▶ Task brief
Reproduce word for word the rows beginning with the line containing "on the purple" and continuing through the last row, including both ends. Leave the pictures out of your answer.

(Pointing rows)
-------------------------
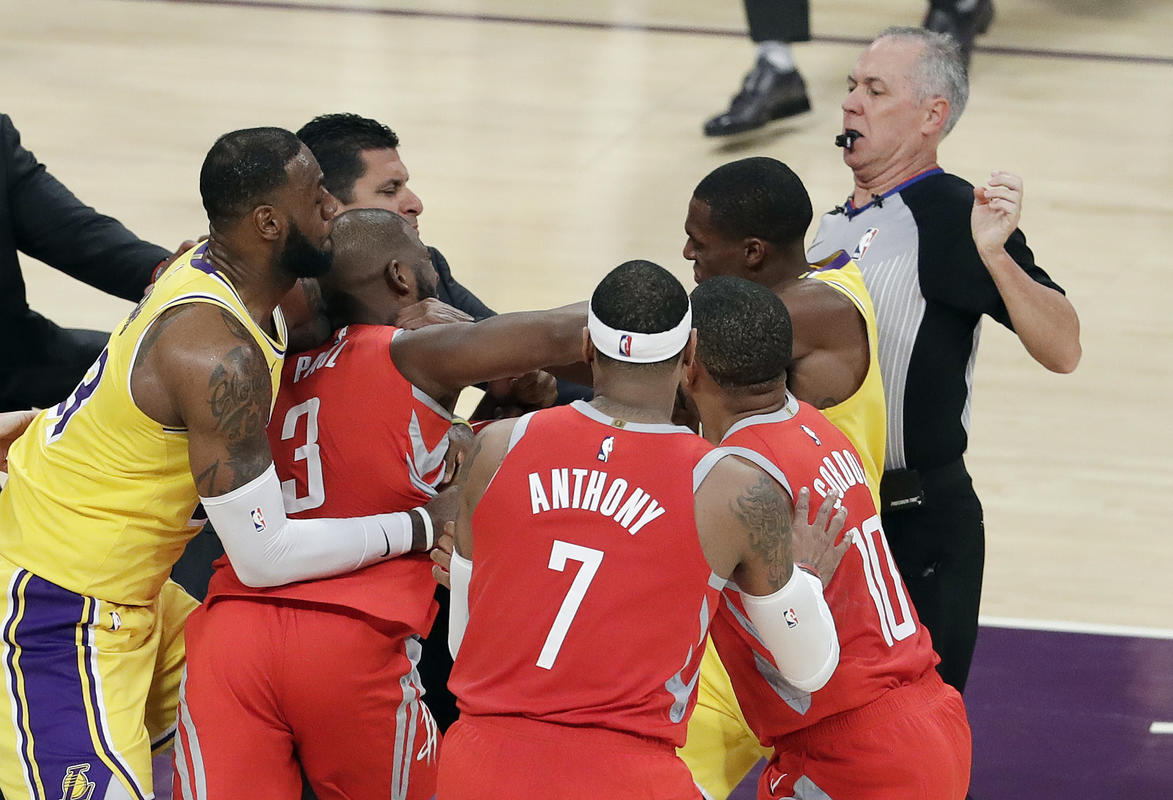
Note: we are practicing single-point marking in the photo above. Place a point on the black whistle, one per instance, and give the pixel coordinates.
(846, 141)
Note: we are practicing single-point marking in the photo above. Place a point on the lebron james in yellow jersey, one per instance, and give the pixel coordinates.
(103, 488)
(748, 218)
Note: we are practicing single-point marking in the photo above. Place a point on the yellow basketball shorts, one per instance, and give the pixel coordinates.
(720, 748)
(88, 689)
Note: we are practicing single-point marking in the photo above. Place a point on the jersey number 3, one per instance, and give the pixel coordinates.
(310, 453)
(560, 554)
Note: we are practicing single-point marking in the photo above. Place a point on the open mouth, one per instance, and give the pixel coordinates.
(847, 139)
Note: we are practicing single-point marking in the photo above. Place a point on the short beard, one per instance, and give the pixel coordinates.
(300, 259)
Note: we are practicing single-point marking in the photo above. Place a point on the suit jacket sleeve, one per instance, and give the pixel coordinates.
(51, 224)
(453, 293)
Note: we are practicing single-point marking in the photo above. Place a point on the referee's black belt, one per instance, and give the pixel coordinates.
(903, 489)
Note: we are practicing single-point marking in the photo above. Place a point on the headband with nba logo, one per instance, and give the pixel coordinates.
(639, 347)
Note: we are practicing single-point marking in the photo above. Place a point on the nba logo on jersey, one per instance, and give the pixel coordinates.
(812, 434)
(75, 785)
(604, 449)
(865, 243)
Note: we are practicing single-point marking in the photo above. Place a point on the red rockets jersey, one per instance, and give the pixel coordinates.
(590, 595)
(882, 643)
(351, 436)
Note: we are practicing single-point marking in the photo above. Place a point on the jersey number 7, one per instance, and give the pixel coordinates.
(560, 554)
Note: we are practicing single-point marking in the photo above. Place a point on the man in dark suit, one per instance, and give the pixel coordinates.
(40, 361)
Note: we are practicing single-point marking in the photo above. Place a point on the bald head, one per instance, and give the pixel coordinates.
(380, 265)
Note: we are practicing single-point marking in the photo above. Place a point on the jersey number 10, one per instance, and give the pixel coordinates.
(883, 582)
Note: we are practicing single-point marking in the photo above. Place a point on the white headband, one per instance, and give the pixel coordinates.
(639, 347)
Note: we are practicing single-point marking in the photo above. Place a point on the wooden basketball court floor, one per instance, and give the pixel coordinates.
(551, 141)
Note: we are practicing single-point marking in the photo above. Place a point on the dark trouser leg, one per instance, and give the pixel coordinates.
(49, 365)
(940, 549)
(194, 569)
(435, 666)
(778, 20)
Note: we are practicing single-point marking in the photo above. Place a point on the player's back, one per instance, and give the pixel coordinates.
(882, 643)
(100, 497)
(352, 436)
(862, 417)
(590, 594)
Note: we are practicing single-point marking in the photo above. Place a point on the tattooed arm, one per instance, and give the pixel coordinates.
(744, 517)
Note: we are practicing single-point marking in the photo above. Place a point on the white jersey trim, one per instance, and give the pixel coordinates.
(788, 411)
(590, 412)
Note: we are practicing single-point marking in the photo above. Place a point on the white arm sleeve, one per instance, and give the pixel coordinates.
(797, 626)
(268, 549)
(460, 575)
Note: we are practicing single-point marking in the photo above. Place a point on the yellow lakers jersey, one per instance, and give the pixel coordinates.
(100, 497)
(862, 417)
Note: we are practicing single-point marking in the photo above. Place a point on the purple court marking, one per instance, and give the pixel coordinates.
(699, 31)
(1059, 714)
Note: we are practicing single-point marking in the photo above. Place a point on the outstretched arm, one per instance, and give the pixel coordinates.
(51, 224)
(1044, 319)
(198, 367)
(477, 470)
(443, 359)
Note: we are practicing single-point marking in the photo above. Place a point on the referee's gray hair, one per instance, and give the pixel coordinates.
(941, 69)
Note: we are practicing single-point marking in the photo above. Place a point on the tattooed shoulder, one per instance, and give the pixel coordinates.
(765, 517)
(239, 393)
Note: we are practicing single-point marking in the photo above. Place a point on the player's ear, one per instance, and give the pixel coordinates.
(936, 115)
(588, 347)
(266, 223)
(754, 253)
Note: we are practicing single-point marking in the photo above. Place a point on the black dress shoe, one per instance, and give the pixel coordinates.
(767, 94)
(962, 26)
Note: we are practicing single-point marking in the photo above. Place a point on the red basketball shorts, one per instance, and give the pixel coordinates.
(273, 685)
(910, 744)
(522, 759)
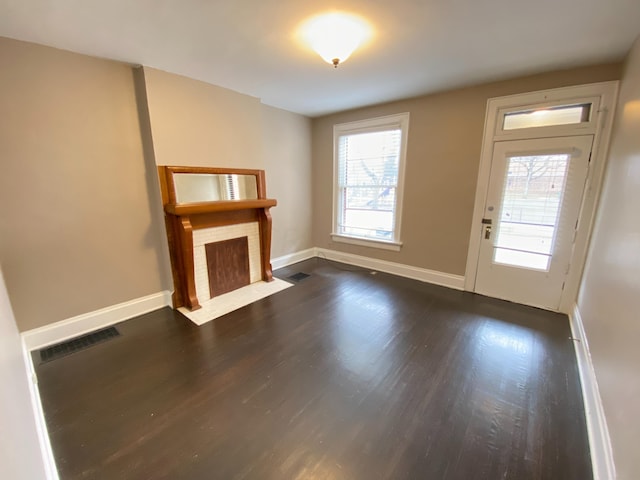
-------------------------
▶ Exercise result
Note: we are practicing single-point marking in the photo above. Place a point on the purple court marking, one per instance, and give the pixel coordinates.
(699, 31)
(1059, 714)
Note: we are practicing single-point marking in the photo above. Place a point on the outstretched arm, one per instance, and give the pixel coordinates.
(51, 224)
(1044, 319)
(198, 367)
(477, 470)
(443, 359)
Note: we are practicing single-point marking in the photo above. Place a point on the referee's gray hair, one per instance, and give the pixel coordinates.
(941, 69)
Note: we are practicing single-point marking in the photo above. Place a point on the tattooed shoulder, one per instance, and give the pixel coordinates.
(765, 517)
(239, 393)
Note: we are practicing single-point marking in the photo above. Place a point on the player's ear, one per instance, and give the pixel coordinates.
(936, 115)
(588, 347)
(266, 223)
(754, 253)
Note: we are practicing single-point marking in the photo above. Place a point on the black dress shoe, one per instance, and give the pixel coordinates.
(767, 94)
(962, 26)
Note: we are practicing single-point marking in the photo above. Place a point on the red basketball shorts, one per instance, and give the pixel coordinates.
(273, 685)
(910, 744)
(522, 759)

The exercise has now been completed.